- [Required task 1]
Retype the listing word for word, starting at the line that contains "Where can the canvas" and ending with the listing's last line.

- [Selected excerpt]
▬▬▬▬▬▬▬▬▬▬

In a day in age where constant innovation and continuous improvement are a must to stay at the forefront of competition, automation in just about every sector is more prominent than ever. Automation is the core of Machine Learning (ML), which is ultimately a subset of Artificial Intelligence (AI). We are slowly but surely heading towards a world that leverages AI in just about every aspect of our lives. 

With this progressive dynamic in mind, we thought a focus on automation and some of the domains that aim to monitor, control and improve the production and delivery of products and services we consume on a daily basis would be worthy of exploring. Over the next three months, we will be featuring a series in which we key in on various industries and their respective implementations of ML and AI and how these platforms enhance efficiencies. 

This month, we are taking a deeper dive into manufacturing processes, an industry who has been an early adopter of AI with the adoption of Manufacturing Execution System (MES) solutions.

Specifically, we will be taking a look at manufacturing metrics of production processes and output via an Information Technology (IT) foundation. 

Creating Value in Manufacturing with an IT Solution

By: Matt Holka

A Manufacturing Execution System (MES) is generally understood as an Information Technology (IT) solution used to monitor and control complex manufacturing processes and the data associated with them. While various industries might implement MES solutions for different reasons, the system’s benefits usually boil down to allowing an organization to have greater control of their manufacturing process and improving production output. With an MES platform that is fully integrated into factory floor equipment, an organization is able to gather critical production metrics in real time and make informed decisions efficiently. These metrics include but are not limited to; equipment uptime, machine & operator rate, work station yield, active schedule enforcement and part specific traceability. By leveraging the vast amount of information that is generated, an organization has the ability to reduce time spent manually generating reports and paperwork, increase inventory accuracy, improve schedule and shipment attainment, and increase customer satisfaction.

There is an adage that says, “What gets measured, gets managed” and this is never clearer than in a manufacturing plant. Daily production meetings and report outs are filled with various numbers and metrics that are being tracked, measured and micromanaged throughout the facility, sometimes as often as in 15-minute intervals. We can consolidate a majority of these metrics into a couple Key Performance Indicators (KPIs) that directly impact overall business performance: Overall Equipment Effectiveness (OEE) and Throughput Yield. 

Overall Equipment Effectiveness (OEE) is a convenient way to compare specific equipment or complete production lines against one another since it takes into consideration multiple metrics that are likely already being measured and combines them into a single and easily understood “score”. The simplest definition of OEE is what percent of time is being used productively in a specific area. A value of 100% OEE would imply that a machine is running at maximum speed for the entire shift and only making good parts. All three metrics that are used to calculate OOE are easily tracked by use of an integrated MES, they are; Equipment Availability, Performance, and Quality.

▬▬▬▬▬▬▬▬▬▬

- [Records to process]
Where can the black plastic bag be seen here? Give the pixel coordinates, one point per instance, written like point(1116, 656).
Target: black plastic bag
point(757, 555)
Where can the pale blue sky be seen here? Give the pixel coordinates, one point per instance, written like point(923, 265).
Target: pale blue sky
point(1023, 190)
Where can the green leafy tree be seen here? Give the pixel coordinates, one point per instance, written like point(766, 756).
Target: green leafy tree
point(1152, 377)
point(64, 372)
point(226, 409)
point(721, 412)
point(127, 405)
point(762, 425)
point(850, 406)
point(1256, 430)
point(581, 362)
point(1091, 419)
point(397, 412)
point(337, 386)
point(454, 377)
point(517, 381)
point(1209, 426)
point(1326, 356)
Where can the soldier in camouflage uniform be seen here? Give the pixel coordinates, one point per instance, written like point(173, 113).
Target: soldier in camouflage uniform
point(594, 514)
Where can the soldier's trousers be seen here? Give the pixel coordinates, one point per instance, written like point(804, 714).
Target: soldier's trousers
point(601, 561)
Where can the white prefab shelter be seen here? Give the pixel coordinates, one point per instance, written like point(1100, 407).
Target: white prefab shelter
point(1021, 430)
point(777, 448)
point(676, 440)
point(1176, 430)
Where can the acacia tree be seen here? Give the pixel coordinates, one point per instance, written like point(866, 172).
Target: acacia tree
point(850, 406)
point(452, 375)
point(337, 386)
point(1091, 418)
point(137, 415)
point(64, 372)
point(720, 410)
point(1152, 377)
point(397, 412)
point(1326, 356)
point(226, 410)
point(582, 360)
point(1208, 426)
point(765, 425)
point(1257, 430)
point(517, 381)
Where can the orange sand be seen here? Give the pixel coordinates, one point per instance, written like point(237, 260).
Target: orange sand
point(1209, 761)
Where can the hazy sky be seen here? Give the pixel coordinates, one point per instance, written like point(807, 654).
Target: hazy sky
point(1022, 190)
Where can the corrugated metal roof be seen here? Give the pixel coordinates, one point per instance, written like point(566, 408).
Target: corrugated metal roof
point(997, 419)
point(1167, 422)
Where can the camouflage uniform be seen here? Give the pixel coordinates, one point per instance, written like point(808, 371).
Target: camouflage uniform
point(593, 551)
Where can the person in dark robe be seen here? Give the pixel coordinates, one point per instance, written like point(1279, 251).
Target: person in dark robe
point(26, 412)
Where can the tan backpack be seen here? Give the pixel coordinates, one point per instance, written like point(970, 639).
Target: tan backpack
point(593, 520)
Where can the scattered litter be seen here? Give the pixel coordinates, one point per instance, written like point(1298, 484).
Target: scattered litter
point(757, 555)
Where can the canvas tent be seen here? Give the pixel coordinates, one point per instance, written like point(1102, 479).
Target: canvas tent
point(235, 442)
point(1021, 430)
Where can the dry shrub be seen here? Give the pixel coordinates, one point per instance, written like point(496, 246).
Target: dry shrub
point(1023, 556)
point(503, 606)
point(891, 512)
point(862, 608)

▬▬▬▬▬▬▬▬▬▬

- [Required task 2]
Echo the passage of the manufacturing article starting at "With this progressive" and ending at "System (MES) solutions.", without altering a word.

- [Written answer 1]
Where can the canvas tent be seen here? Give the pixel coordinates, one point per instance, written like point(1102, 479).
Target: canvas tent
point(235, 442)
point(1021, 430)
Where can the dry shrub be seen here? Give the pixel coordinates, one point per instance, written like point(496, 246).
Target: dry shrub
point(1023, 556)
point(503, 606)
point(891, 512)
point(862, 608)

- [Written answer 2]
With this progressive dynamic in mind, we thought a focus on automation and some of the domains that aim to monitor, control and improve the production and delivery of products and services we consume on a daily basis would be worthy of exploring. Over the next three months, we will be featuring a series in which we key in on various industries and their respective implementations of ML and AI and how these platforms enhance efficiencies. 

This month, we are taking a deeper dive into manufacturing processes, an industry who has been an early adopter of AI with the adoption of Manufacturing Execution System (MES) solutions.